WHAT THIS TASK INVOLVES: From the data that follows, print exactly the lines starting at the one containing "the boy sitting" and ending at the one containing "the bare foot"; include both of them and nothing more.

LISTED ENTRIES:
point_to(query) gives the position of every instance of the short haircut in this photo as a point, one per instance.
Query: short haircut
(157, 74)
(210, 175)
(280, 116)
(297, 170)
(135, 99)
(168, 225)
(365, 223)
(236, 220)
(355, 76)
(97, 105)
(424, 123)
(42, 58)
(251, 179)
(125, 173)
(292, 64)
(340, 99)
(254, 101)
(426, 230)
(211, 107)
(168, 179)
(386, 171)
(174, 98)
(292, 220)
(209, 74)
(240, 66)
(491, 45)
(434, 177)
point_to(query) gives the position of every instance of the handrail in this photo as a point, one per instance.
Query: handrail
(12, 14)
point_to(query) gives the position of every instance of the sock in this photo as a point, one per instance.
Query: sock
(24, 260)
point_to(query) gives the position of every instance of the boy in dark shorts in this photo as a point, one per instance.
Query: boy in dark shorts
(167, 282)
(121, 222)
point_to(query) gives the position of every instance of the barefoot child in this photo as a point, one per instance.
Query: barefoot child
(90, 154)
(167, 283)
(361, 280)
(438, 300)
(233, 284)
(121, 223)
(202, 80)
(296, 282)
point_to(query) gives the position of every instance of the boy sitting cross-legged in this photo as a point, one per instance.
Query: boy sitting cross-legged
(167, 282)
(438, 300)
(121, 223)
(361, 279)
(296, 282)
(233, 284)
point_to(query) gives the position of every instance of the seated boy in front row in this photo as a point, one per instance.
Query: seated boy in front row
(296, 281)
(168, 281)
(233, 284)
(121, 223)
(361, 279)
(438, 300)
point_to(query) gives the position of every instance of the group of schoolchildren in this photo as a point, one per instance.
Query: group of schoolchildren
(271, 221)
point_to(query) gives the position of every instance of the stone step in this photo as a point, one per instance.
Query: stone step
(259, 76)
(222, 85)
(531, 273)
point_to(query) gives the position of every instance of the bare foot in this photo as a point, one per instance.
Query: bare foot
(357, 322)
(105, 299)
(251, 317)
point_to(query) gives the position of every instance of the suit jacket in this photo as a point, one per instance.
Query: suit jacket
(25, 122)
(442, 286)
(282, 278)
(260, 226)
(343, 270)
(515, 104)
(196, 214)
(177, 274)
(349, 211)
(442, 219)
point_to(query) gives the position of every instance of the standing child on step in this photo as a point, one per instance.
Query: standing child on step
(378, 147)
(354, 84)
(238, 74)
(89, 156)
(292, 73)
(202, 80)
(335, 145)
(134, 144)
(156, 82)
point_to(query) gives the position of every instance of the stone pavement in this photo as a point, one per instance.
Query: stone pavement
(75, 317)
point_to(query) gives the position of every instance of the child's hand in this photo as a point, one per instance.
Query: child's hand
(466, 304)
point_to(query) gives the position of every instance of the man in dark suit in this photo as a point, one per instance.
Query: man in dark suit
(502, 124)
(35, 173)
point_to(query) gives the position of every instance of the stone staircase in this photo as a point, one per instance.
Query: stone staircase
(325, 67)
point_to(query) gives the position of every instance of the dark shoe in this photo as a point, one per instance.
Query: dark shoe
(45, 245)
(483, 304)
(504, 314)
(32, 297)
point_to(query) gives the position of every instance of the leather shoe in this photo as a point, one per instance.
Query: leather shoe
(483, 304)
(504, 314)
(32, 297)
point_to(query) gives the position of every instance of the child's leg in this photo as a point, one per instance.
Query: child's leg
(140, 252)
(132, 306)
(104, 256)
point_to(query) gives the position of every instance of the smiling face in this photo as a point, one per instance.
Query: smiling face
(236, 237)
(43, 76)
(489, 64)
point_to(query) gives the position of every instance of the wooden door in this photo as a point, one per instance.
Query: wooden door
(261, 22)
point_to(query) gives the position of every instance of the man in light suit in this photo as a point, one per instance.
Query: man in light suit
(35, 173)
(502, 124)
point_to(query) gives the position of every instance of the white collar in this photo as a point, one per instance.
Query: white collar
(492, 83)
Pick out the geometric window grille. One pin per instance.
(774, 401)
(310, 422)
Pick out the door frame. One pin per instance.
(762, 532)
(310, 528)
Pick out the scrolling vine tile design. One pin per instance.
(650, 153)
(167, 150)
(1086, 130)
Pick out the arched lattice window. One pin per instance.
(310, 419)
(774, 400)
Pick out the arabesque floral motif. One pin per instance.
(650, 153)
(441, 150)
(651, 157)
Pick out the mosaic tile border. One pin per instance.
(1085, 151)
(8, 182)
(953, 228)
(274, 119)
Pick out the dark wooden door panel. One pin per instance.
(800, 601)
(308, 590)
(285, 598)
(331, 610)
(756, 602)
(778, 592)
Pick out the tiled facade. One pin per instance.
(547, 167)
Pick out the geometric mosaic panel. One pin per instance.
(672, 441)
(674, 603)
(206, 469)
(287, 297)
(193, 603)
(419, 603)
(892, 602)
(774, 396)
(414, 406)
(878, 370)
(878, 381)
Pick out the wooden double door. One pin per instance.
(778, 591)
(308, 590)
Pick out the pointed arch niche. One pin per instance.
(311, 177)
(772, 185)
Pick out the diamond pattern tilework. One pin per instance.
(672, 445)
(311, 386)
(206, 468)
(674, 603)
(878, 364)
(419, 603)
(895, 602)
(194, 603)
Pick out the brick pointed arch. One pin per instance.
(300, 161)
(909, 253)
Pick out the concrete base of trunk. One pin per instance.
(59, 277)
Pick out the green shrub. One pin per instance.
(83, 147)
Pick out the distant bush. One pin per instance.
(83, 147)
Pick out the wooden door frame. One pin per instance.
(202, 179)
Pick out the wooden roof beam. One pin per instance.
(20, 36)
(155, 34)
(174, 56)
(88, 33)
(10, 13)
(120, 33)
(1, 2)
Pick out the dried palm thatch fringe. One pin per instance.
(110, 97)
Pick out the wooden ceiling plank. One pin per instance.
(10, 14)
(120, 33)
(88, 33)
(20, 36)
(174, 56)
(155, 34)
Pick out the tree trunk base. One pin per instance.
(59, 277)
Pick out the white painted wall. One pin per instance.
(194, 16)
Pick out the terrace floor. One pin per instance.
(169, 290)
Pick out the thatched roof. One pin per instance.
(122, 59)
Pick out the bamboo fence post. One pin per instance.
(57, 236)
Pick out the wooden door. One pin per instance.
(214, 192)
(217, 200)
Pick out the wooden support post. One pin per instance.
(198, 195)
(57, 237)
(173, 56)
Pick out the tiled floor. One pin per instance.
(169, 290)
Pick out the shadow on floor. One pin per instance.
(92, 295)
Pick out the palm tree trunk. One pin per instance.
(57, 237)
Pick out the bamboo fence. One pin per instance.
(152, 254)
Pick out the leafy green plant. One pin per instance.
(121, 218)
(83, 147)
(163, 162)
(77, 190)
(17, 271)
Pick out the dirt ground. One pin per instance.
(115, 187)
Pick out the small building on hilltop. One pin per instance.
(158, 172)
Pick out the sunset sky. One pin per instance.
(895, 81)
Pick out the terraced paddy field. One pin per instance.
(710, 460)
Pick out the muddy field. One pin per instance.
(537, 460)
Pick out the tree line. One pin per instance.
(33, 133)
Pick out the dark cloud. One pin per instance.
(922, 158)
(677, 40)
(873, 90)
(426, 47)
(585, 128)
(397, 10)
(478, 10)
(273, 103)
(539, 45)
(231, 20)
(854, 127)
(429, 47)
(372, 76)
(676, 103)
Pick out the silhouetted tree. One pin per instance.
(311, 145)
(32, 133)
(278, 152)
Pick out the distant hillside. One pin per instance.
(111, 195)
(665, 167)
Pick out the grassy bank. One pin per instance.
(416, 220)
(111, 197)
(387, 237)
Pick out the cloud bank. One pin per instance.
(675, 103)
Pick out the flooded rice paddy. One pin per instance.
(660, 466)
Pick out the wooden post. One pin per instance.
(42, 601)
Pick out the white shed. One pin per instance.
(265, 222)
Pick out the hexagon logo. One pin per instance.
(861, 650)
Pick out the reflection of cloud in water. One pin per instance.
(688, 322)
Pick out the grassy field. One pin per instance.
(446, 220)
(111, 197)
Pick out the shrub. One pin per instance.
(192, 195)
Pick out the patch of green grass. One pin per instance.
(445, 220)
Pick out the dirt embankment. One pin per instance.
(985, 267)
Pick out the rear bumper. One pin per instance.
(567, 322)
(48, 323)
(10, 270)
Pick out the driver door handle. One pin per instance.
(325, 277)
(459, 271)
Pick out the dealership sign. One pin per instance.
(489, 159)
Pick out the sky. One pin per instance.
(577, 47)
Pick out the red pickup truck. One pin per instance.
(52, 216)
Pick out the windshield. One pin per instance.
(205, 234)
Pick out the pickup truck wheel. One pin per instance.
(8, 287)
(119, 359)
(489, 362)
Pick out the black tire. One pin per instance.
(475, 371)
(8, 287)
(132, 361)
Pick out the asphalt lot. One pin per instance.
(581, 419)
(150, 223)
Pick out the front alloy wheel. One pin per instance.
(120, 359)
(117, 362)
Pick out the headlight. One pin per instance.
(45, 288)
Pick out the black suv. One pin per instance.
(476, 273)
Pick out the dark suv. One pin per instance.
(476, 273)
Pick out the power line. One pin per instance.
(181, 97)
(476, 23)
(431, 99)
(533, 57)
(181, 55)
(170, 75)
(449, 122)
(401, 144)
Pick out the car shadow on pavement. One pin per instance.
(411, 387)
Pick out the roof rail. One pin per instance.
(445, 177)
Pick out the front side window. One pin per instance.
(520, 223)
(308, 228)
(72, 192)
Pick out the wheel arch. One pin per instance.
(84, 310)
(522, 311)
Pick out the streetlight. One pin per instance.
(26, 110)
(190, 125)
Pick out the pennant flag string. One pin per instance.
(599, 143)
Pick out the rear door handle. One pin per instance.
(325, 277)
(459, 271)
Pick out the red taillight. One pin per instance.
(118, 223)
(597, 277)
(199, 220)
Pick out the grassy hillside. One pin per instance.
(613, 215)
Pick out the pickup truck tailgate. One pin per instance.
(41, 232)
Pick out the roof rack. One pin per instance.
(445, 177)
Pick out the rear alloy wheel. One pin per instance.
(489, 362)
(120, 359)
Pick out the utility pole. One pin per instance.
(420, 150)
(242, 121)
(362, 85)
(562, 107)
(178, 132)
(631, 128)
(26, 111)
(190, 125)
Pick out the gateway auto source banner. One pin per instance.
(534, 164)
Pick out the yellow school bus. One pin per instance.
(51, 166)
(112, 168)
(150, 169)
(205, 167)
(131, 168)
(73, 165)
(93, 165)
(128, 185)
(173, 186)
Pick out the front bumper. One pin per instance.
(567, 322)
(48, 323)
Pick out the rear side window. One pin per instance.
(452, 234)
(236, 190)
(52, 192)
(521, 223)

REPLY:
point_to(query) gives the position of every instance of the boy sitting cross-legged in this photo as a point, one per instance.
Query: boy sitting cross-legged
(167, 282)
(438, 300)
(121, 223)
(361, 279)
(296, 282)
(233, 284)
point_to(query) gives the position of every instance of the seated boy in front row in this photo as a point, one per instance.
Query: seated boy in front row
(296, 281)
(168, 281)
(233, 284)
(121, 223)
(361, 279)
(438, 300)
point_to(query) gives the position of every instance of the group of schoolchildren in this photo as a point, one per instance.
Query: group of schoolchildren
(271, 221)
point_to(query) gives the position of every instance of the stone step in this photo as a point, one per instance.
Query: stone step
(259, 76)
(222, 85)
(531, 273)
point_to(query) gives the position of every instance of the bare foot in this photo as a point, one per instance.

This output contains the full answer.